原文 =>
見出し画像

ドラクエウォーク運営さん、ガチャによる搾取をやめてください

非常識な「常識」

 5万円と少しかかります。
 ガチャで、ピックアップ武器ひとつを確定入手するまでの必要金額。

 10連ふくびき1回に3,000ジェム必要×20回=60,000ジェム必要で、一番お得になる1万円のジェムパックG(ジェム10,000個+おまけ1,720個)を5回購入して、58,600ジェムになりますので。

 途中で運良く目的の品が出る可能性については、ここでは考慮しません。出ない人は出ないので。

 ゲーム内のアイテムひとつに、据え置きゲーム機本体くらいの「定価」がついているのです。一般常識から逸脱していないでしょうか?
 50,000円あったら、他にどんな有意義なお金の使い方ができるでしょう?

 この記事を書いている時点で、私はイベントなどで無償配布されるジェムを13,000ほどためていますが、それでもニンテンドースイッチ本体より高価です。

 これが、ガチャゲー業界における「常識」です。

 コンプガチャ問題など、世間からの多大な批判もあって大手各社は業界団体で自主規制を設けました。そのガイドラインに従ってもまだ、このありさまです。

 これは法律でないので、団体に属してない企業への強制力はありません。未加盟企業には、ガチャを一定回数回せば強力なキャラやアイテムを必ず入手できる「天井」を設けてないところもあります。やりたい放題です。
 もうひとつ、疑問があります。このガイドラインはオンラインゲームユーザーの声を反映したものと呼べるでしょうか。たとえば、上限金額を5万円に決めた合理的な根拠をユーザーに対して説明できるでしょうか。おそらくできないと思われます。密室で物事が決まる、政治の世界みたいですね。

課題要件 =>
1. 原文でかぎかっこ「」に囲まれている語を、重複を除いてすべて挙げてください。
2. 原文の「10連ふくびき1回に3,00」から「50,000円あったら、他にどんな有意義なお金の使い方ができるでしょう?」までを、後者の語句も含めて書き出してください。

生データ =>
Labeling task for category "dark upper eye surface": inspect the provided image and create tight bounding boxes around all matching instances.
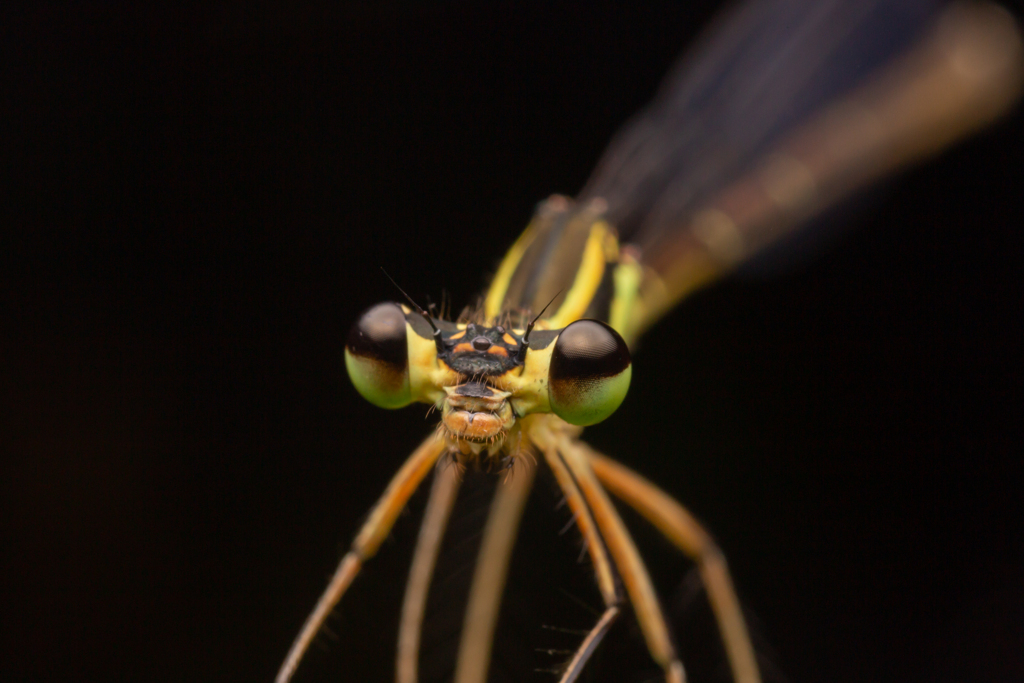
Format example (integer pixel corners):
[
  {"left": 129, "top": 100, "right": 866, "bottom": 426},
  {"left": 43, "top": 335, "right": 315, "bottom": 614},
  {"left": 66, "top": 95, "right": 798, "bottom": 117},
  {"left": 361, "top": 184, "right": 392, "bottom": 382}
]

解答一覧 =>
1. 常識、定価、天井

2.
10連ふくびき1回に3,000ジェム必要×20回=60,000ジェム必要で、一番お得になる1万円のジェムパックG(ジェム10,000個+おまけ1,720個)を5回購入して、58,600ジェムになりますので。

 途中で運良く目的の品が出る可能性については、ここでは考慮しません。出ない人は出ないので。

 ゲーム内のアイテムひとつに、据え置きゲーム機本体くらいの「定価」がついているのです。一般常識から逸脱していないでしょうか?
 50,000円あったら、他にどんな有意義なお金の使い方ができるでしょう?